[Rows taken from a dataset]
[Begin]
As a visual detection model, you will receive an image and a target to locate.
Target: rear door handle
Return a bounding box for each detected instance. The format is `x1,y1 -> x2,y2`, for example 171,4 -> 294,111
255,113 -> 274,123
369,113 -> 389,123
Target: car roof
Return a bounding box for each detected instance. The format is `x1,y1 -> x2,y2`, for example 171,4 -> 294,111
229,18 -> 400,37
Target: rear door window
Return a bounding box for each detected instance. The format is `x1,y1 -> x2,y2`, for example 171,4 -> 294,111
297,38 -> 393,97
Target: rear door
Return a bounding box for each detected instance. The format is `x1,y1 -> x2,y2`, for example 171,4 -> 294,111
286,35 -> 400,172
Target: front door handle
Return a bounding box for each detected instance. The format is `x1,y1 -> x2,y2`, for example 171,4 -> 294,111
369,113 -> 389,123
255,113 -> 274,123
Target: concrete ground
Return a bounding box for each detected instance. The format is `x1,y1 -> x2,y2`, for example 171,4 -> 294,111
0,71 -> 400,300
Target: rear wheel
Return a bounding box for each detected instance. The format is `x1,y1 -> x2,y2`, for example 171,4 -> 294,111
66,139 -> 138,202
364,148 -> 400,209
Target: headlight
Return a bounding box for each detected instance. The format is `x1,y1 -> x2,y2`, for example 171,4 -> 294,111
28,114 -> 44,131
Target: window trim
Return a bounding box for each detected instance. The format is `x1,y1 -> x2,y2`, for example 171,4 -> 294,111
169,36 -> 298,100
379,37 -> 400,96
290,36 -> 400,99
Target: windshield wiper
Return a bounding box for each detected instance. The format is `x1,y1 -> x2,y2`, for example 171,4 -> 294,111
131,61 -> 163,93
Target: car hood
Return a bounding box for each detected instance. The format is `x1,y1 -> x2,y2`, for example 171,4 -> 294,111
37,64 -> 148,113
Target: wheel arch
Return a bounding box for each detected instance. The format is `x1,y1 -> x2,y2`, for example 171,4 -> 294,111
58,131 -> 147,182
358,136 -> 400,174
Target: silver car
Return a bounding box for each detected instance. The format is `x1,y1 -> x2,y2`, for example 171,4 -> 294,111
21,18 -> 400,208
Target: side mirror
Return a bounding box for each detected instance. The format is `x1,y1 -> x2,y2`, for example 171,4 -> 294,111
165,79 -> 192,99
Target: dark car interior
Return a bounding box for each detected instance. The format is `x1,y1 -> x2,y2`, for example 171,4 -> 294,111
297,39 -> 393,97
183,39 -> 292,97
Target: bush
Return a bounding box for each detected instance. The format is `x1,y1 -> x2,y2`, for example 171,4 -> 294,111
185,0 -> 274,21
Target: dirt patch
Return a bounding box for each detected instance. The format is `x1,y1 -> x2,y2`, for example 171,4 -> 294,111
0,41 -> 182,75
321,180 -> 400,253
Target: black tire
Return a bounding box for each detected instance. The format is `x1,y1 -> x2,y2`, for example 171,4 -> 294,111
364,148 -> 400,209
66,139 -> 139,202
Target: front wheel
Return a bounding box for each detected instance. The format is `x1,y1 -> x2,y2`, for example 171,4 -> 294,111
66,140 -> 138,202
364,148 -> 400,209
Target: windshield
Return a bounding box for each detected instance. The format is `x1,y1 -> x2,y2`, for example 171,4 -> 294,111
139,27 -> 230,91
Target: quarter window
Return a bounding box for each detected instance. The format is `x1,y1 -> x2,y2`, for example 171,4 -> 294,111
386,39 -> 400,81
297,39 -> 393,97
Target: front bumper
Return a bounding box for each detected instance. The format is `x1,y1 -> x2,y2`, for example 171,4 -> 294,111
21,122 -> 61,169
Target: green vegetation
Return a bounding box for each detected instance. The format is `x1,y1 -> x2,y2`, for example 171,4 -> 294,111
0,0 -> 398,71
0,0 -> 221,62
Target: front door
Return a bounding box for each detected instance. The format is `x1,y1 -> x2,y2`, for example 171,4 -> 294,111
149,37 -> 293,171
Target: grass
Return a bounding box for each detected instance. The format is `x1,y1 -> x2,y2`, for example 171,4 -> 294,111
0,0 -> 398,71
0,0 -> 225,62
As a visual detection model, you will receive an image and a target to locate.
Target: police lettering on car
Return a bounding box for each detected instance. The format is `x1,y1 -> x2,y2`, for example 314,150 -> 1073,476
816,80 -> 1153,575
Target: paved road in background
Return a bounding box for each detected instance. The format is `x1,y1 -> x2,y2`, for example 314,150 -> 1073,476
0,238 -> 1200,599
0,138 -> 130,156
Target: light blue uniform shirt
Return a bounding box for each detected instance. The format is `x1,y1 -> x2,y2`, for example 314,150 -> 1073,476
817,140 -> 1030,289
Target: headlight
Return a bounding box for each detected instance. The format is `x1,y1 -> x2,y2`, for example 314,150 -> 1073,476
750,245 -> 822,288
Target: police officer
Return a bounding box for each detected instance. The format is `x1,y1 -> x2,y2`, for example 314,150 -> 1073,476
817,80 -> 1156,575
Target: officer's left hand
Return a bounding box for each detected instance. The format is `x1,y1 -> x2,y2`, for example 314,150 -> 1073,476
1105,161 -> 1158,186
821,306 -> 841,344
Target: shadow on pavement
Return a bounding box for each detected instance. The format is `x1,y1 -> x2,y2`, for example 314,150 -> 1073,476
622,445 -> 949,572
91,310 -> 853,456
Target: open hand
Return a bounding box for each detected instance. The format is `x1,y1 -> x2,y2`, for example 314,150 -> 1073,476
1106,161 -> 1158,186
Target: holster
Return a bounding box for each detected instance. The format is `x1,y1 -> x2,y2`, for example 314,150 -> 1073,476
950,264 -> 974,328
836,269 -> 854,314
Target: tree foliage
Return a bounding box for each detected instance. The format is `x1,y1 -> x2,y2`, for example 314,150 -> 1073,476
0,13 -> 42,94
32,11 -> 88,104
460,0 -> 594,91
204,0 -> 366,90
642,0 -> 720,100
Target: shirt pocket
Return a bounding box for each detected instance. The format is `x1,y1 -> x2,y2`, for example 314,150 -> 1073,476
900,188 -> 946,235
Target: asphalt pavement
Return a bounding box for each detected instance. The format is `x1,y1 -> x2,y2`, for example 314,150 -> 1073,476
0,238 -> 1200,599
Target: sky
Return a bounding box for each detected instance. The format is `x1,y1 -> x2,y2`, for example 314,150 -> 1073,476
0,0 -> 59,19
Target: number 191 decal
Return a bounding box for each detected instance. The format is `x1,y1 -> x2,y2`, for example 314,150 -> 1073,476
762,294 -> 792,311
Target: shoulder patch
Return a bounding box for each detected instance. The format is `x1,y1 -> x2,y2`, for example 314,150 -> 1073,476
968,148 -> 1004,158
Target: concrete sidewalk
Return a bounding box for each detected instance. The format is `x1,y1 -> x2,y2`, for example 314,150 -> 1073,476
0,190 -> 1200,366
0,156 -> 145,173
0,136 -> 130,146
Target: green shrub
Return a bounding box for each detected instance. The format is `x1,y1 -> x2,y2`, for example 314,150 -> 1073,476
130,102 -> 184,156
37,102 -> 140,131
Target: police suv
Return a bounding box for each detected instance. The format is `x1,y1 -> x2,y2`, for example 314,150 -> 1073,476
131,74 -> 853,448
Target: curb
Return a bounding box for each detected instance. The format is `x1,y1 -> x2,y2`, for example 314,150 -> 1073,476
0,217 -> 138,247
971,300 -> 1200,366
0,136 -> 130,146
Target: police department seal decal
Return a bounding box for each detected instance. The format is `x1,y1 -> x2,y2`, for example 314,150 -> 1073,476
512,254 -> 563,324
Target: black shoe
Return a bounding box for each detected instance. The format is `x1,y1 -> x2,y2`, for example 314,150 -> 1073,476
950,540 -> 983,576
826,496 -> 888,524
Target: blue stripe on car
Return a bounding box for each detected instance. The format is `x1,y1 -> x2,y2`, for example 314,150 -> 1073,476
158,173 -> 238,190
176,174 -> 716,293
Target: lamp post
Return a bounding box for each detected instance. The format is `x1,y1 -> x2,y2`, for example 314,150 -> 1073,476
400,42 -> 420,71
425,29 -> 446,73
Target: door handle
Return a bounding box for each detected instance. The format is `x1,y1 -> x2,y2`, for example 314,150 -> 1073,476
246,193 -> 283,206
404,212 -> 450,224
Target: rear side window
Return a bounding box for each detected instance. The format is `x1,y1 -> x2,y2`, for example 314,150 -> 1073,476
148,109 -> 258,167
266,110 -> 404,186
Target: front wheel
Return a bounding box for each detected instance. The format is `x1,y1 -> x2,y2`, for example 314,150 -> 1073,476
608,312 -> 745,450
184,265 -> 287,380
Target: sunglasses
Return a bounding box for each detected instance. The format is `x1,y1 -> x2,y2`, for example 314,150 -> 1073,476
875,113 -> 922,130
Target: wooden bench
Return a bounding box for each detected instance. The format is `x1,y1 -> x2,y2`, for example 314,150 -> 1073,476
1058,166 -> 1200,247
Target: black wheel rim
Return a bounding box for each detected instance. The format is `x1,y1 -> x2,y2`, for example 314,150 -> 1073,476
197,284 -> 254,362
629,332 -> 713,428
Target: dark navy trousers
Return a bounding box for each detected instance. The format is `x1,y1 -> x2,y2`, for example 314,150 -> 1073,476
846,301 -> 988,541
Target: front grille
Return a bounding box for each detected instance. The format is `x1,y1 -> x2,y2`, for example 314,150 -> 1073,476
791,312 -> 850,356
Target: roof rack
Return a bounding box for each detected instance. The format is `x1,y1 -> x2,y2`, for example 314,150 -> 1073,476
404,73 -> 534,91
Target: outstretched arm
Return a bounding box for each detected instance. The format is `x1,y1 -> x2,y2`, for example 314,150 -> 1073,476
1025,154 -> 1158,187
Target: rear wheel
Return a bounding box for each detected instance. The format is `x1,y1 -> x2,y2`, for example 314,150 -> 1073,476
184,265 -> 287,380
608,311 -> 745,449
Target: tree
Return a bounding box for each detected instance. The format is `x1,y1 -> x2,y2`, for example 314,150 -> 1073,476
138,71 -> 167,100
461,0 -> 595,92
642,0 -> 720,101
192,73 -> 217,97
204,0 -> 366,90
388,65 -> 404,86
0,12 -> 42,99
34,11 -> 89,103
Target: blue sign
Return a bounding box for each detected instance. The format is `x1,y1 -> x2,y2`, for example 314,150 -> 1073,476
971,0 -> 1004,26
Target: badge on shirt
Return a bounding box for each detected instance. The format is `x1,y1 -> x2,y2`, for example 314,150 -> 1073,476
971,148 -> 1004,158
[End]
# [Brief]
Copy word for word the stretch of the items from their start through the line that contains "297,38 -> 393,97", with both ends included.

# [Written response]
As a visual detection model, you will receive an image and a target to locate.
Target: rear door handle
Return a bounding box for each detected instance. The format is `x1,y1 -> x2,y2`, for example 171,4 -> 294,111
255,113 -> 274,123
369,113 -> 389,123
Target: car roof
Return a bounding box for each detected instance. The format is `x1,y1 -> x2,y2`, for example 171,4 -> 294,111
229,18 -> 400,37
Target: rear door window
Return a bounding box for each detected instance. The format is `x1,y1 -> x2,y2`, for example 171,4 -> 294,111
297,38 -> 393,97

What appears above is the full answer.